Records contained in a dataset:
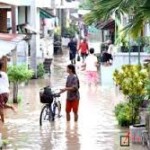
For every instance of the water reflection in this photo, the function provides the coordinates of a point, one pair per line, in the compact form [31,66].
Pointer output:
[96,129]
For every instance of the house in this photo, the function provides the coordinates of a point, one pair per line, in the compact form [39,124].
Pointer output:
[13,13]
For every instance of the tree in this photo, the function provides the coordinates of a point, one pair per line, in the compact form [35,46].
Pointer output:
[18,74]
[139,10]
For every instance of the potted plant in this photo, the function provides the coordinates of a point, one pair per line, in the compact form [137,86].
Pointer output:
[131,79]
[18,74]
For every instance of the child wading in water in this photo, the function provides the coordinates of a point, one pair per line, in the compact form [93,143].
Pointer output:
[73,96]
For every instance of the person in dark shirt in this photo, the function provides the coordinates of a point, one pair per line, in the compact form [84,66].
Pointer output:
[73,96]
[72,50]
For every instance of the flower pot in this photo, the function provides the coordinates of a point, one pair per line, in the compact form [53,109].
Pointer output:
[136,133]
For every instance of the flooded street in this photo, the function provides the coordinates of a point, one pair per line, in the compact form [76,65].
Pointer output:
[96,129]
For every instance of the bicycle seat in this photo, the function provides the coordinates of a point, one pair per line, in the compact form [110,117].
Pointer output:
[56,95]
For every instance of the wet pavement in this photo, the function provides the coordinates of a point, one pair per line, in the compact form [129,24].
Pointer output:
[96,129]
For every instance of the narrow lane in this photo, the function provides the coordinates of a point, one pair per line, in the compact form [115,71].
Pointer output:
[96,129]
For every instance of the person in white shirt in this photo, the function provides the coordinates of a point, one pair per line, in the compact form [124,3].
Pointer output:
[4,92]
[91,64]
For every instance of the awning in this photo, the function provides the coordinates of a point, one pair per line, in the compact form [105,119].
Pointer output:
[8,42]
[106,25]
[45,14]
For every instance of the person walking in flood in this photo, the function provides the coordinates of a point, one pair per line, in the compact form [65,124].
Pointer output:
[72,50]
[4,92]
[91,65]
[72,89]
[83,49]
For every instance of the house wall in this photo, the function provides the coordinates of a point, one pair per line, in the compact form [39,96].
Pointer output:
[3,20]
[147,30]
[21,15]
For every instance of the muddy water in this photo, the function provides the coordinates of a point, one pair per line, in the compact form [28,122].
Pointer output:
[96,129]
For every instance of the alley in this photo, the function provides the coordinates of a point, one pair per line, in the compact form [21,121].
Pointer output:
[96,129]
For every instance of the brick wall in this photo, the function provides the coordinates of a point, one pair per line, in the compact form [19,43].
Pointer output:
[3,20]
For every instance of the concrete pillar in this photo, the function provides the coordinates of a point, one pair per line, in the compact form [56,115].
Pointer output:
[35,40]
[3,20]
[4,60]
[13,15]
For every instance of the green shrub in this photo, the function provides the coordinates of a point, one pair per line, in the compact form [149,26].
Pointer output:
[123,113]
[40,70]
[18,74]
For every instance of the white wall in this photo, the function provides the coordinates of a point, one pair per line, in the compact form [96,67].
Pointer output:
[147,30]
[21,15]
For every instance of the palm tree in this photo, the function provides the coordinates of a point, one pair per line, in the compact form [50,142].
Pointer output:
[139,10]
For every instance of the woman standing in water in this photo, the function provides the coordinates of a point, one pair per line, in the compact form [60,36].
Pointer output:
[4,92]
[73,96]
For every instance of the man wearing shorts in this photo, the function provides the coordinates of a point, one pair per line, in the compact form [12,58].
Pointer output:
[72,88]
[91,64]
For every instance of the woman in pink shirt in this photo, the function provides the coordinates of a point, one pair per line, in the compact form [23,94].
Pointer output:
[83,49]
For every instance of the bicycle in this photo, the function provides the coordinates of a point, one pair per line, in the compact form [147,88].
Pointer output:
[52,105]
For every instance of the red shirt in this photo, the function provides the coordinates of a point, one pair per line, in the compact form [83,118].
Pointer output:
[83,47]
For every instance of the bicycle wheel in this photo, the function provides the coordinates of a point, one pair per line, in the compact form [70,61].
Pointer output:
[46,114]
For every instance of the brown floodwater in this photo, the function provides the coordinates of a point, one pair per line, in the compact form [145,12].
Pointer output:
[96,129]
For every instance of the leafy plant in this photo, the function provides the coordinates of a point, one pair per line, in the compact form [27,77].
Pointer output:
[40,70]
[18,74]
[123,113]
[132,80]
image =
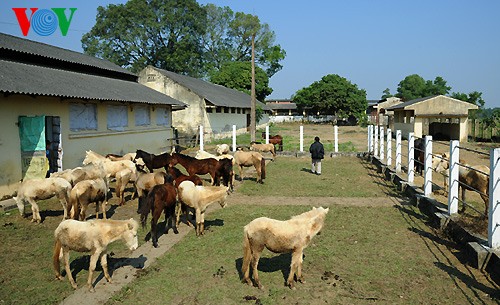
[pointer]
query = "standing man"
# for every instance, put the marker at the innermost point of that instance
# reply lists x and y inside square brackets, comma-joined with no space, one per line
[317,153]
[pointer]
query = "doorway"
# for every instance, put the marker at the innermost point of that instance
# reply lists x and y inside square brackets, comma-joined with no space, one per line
[41,149]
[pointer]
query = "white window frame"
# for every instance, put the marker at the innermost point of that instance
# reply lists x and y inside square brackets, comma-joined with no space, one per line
[117,117]
[82,116]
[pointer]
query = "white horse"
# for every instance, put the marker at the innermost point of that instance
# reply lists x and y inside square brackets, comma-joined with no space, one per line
[292,235]
[91,236]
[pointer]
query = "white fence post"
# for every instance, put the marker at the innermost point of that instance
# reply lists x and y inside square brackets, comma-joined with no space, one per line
[234,138]
[301,138]
[411,160]
[201,137]
[389,147]
[382,143]
[369,140]
[267,134]
[453,182]
[428,166]
[336,137]
[398,151]
[494,192]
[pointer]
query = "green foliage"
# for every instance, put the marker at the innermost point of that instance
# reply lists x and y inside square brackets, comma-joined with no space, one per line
[386,93]
[238,75]
[414,86]
[179,36]
[165,34]
[333,94]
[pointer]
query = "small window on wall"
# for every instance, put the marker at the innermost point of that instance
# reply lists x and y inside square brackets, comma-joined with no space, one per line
[82,117]
[117,117]
[162,116]
[142,116]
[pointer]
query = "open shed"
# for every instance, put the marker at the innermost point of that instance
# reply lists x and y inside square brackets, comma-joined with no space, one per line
[440,116]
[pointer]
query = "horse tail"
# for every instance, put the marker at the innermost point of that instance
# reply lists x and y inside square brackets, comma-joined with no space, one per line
[247,254]
[146,207]
[55,258]
[263,168]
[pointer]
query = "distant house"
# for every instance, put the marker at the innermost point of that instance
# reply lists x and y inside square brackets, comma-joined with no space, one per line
[441,116]
[56,104]
[379,115]
[215,107]
[283,110]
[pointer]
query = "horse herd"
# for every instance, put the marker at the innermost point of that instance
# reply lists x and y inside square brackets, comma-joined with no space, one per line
[160,187]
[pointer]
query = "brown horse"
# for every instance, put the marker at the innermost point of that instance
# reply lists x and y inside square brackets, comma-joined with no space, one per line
[162,197]
[215,168]
[153,161]
[276,140]
[251,158]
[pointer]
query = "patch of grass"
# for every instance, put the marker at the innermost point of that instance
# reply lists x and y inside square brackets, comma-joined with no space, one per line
[356,260]
[292,177]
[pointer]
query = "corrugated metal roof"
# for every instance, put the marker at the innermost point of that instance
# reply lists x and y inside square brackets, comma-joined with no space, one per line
[403,105]
[216,94]
[43,50]
[21,78]
[282,106]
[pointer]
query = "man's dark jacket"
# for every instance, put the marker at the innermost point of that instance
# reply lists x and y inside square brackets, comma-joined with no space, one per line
[317,151]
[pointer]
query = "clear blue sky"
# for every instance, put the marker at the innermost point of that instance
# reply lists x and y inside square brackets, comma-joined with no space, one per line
[374,44]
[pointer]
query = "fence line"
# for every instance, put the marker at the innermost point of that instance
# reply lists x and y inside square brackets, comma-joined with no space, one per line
[376,148]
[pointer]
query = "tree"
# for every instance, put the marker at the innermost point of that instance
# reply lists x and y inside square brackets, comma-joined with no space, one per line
[333,94]
[162,33]
[238,75]
[228,38]
[386,94]
[473,97]
[414,86]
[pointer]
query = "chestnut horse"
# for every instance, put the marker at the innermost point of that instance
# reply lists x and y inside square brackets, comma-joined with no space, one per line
[163,197]
[215,168]
[153,161]
[276,140]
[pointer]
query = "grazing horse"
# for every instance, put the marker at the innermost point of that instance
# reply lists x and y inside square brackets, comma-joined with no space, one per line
[153,161]
[128,156]
[263,148]
[195,166]
[251,158]
[163,197]
[276,140]
[199,198]
[292,235]
[91,236]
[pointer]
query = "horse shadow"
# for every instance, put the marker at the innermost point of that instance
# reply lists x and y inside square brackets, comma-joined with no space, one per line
[47,213]
[270,264]
[83,263]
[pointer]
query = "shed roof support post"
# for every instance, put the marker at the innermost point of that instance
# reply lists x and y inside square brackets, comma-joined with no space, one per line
[234,138]
[267,134]
[389,147]
[453,178]
[381,143]
[494,193]
[201,137]
[336,137]
[428,166]
[370,137]
[398,151]
[411,160]
[301,138]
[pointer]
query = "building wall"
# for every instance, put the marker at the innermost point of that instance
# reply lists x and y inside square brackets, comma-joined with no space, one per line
[216,125]
[154,138]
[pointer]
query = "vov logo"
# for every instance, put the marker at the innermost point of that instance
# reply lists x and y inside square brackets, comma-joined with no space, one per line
[44,21]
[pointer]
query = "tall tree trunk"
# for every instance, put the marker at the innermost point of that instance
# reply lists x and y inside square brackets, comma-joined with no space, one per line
[253,102]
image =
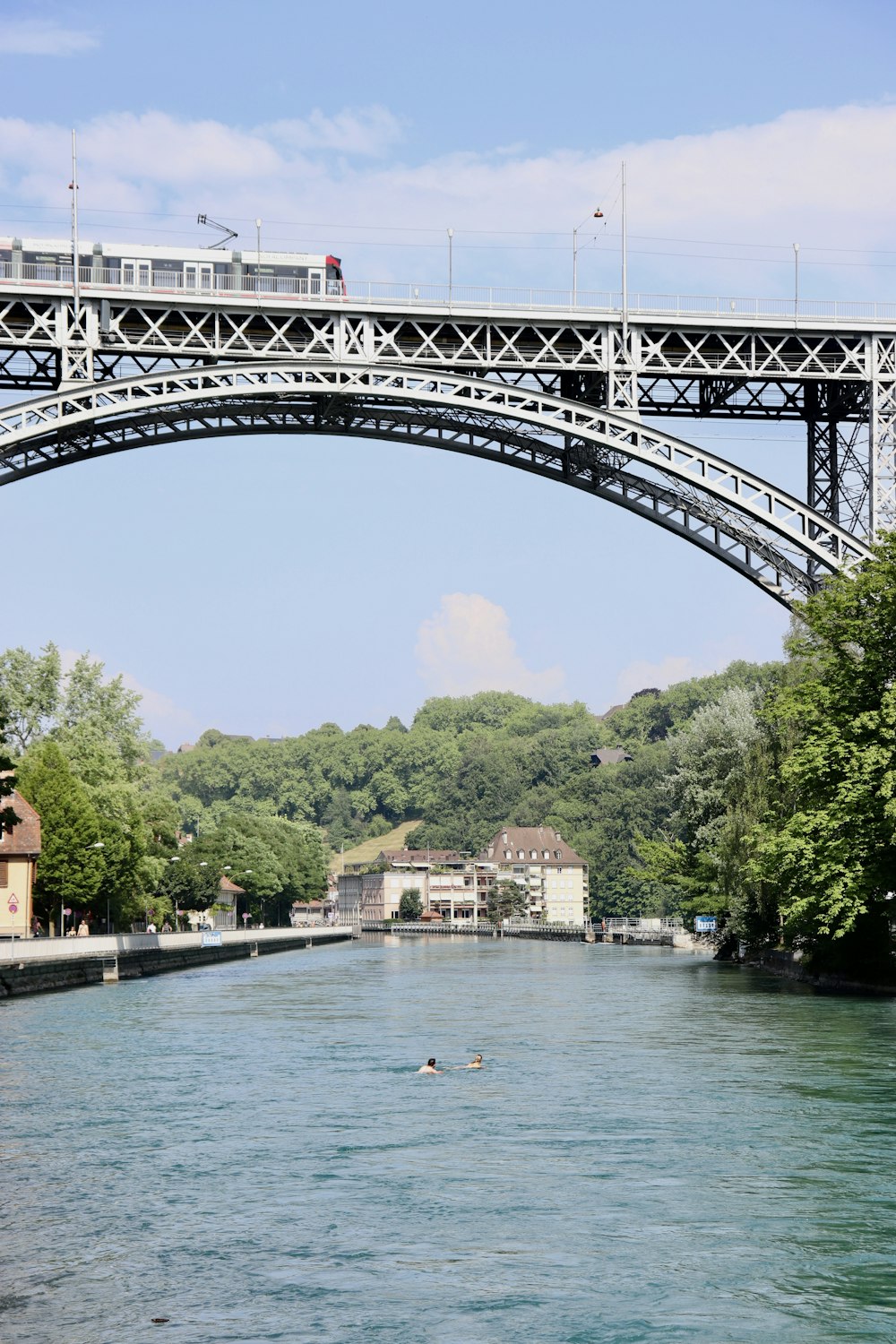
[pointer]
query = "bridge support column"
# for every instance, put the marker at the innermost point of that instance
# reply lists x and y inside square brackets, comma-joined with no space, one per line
[883,435]
[77,341]
[622,368]
[839,465]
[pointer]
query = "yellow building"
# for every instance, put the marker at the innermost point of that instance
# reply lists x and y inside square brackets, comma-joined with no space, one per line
[19,849]
[551,874]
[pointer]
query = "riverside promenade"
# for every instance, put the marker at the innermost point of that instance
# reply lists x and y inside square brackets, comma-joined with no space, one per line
[39,965]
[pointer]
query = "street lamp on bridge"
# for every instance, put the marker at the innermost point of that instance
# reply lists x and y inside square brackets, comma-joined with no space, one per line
[597,214]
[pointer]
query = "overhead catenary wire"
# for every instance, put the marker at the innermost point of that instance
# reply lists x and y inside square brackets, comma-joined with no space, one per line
[99,212]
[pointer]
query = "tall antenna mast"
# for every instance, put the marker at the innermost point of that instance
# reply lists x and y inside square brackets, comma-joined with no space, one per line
[75,254]
[212,223]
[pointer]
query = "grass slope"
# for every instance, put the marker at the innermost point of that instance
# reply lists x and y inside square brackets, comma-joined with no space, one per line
[367,849]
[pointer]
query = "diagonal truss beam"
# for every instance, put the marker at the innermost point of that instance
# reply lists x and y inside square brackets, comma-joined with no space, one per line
[770,537]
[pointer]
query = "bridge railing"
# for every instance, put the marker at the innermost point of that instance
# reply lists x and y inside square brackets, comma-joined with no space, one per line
[401,295]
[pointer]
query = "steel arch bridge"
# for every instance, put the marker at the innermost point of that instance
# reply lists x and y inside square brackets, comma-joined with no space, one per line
[556,392]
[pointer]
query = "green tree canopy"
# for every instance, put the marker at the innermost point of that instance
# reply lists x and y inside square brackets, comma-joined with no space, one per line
[29,693]
[831,846]
[410,908]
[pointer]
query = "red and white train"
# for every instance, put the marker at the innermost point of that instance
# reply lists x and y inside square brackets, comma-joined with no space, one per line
[191,269]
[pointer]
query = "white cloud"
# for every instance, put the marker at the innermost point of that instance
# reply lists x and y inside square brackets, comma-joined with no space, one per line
[638,676]
[43,38]
[161,717]
[366,131]
[723,193]
[468,647]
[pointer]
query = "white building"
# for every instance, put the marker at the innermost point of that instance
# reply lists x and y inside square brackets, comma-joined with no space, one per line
[549,871]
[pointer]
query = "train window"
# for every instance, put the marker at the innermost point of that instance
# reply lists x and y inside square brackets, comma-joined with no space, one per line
[136,273]
[199,274]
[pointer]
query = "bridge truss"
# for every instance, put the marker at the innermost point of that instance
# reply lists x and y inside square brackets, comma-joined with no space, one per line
[571,395]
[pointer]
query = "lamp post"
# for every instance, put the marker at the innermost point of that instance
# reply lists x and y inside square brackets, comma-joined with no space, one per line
[625,269]
[597,214]
[177,859]
[99,844]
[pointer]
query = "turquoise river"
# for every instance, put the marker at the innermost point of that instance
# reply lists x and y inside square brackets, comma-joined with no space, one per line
[659,1150]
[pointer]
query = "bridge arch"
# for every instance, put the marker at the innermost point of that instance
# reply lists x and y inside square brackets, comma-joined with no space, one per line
[764,534]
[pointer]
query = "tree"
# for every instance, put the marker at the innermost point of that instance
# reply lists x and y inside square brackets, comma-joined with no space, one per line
[410,908]
[505,900]
[99,726]
[72,867]
[29,693]
[829,847]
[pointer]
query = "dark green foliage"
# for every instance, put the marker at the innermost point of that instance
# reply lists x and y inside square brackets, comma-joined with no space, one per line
[410,908]
[505,900]
[829,841]
[72,868]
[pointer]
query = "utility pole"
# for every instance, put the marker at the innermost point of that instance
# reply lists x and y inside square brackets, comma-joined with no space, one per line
[75,253]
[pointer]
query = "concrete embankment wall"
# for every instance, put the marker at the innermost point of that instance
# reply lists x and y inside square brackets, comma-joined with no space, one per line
[790,965]
[39,965]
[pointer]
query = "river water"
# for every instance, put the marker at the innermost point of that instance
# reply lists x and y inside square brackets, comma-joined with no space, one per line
[659,1150]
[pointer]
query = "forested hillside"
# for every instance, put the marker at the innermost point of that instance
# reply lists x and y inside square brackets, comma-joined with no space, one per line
[466,766]
[764,795]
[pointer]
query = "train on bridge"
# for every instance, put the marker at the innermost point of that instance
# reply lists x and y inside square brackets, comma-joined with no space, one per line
[42,261]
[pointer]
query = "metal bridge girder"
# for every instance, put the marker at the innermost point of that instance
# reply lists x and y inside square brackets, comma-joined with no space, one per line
[767,534]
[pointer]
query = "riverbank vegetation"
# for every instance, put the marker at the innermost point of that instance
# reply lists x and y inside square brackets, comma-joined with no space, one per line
[764,795]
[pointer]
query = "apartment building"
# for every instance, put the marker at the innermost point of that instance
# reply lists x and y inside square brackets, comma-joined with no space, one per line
[455,884]
[554,876]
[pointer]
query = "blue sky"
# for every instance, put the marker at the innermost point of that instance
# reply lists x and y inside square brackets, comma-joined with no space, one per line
[268,585]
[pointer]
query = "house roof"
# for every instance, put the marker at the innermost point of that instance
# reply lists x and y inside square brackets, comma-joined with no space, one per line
[419,857]
[226,884]
[610,755]
[24,838]
[530,839]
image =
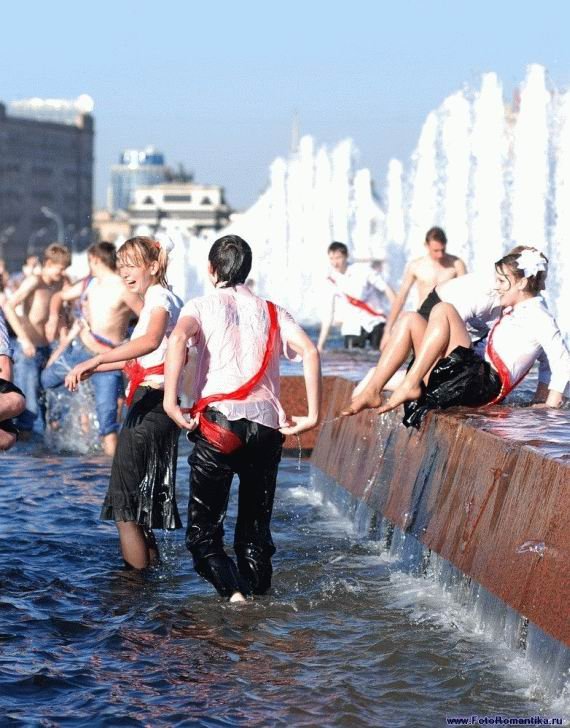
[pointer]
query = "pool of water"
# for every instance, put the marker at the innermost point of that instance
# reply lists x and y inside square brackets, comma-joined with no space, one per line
[346,637]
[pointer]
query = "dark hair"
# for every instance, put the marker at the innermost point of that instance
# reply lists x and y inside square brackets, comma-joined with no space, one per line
[230,258]
[436,234]
[56,253]
[105,252]
[338,248]
[535,283]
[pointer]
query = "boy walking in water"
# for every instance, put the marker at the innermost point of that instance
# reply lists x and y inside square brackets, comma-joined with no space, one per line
[237,421]
[363,295]
[106,307]
[31,350]
[435,267]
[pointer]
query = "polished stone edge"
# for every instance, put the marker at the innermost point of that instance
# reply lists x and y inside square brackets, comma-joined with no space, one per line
[496,510]
[498,620]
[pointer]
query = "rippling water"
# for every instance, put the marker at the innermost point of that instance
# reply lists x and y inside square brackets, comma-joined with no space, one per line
[346,638]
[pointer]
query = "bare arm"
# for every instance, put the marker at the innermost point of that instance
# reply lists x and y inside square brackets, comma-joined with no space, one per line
[5,368]
[140,346]
[302,345]
[399,300]
[26,289]
[326,325]
[186,327]
[133,301]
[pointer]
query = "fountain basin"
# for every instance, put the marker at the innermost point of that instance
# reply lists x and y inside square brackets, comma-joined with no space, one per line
[487,490]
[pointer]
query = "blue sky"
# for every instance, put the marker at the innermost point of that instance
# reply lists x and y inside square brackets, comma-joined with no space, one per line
[215,85]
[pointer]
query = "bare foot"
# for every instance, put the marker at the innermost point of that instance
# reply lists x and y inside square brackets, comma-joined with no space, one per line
[237,598]
[404,393]
[368,399]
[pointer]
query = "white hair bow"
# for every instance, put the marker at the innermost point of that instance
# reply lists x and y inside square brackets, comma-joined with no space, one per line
[531,262]
[165,242]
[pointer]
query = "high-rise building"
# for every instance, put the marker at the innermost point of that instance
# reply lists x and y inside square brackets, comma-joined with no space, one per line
[136,168]
[46,174]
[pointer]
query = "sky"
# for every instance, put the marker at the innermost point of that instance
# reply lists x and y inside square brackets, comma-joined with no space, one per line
[215,85]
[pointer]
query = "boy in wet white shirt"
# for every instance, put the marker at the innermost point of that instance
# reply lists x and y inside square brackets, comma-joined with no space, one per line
[447,372]
[237,421]
[358,296]
[12,400]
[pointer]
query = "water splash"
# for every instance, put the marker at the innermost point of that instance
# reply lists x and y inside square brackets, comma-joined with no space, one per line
[534,547]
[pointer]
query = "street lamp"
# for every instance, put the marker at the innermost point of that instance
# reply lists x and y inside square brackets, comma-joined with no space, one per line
[48,212]
[4,235]
[33,238]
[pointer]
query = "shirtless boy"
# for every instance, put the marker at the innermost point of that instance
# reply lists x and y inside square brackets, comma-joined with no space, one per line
[106,306]
[426,273]
[31,350]
[12,402]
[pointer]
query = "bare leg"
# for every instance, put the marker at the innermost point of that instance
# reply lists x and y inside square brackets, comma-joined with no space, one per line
[136,548]
[445,332]
[406,336]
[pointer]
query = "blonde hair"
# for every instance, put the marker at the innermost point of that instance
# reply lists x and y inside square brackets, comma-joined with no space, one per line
[142,250]
[56,253]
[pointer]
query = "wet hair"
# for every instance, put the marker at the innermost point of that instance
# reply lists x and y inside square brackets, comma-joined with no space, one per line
[230,258]
[338,248]
[56,253]
[105,252]
[535,283]
[142,250]
[436,234]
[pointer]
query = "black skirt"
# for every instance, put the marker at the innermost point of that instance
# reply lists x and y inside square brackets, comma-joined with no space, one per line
[143,474]
[461,379]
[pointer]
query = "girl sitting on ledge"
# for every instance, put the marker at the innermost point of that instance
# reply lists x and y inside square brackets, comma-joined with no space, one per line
[447,372]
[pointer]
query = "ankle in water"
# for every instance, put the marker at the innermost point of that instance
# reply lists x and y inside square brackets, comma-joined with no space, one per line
[237,598]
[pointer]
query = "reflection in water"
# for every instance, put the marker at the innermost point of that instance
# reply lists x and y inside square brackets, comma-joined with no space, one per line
[345,638]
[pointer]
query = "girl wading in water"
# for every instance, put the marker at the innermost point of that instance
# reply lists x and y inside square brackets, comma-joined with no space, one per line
[141,494]
[237,424]
[447,372]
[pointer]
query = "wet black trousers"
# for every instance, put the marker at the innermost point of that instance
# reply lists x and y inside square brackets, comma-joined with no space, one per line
[211,473]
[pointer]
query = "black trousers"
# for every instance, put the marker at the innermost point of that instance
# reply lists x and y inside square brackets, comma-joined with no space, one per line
[211,473]
[359,342]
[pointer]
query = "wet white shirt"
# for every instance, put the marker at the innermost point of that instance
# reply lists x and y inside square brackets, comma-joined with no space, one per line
[359,281]
[230,345]
[475,298]
[525,333]
[157,297]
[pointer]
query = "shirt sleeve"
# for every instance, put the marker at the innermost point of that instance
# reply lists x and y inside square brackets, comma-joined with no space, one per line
[554,367]
[376,280]
[5,348]
[160,298]
[288,327]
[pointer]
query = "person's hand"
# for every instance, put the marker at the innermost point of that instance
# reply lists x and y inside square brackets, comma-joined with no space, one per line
[28,348]
[295,425]
[80,372]
[182,419]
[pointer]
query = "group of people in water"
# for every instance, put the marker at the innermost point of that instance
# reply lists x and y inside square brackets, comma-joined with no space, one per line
[470,344]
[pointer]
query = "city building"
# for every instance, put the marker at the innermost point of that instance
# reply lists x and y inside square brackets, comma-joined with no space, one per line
[197,207]
[46,175]
[136,168]
[110,226]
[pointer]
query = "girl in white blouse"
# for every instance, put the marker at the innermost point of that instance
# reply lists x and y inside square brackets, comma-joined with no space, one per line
[141,494]
[447,372]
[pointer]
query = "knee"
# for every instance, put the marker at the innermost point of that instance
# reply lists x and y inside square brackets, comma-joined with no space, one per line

_Written exercise_
Gather every line of the items above that contains the word "bare", matching case exactly.

_Response_
query = "bare arm"
query = "bare foot"
query = "bare leg"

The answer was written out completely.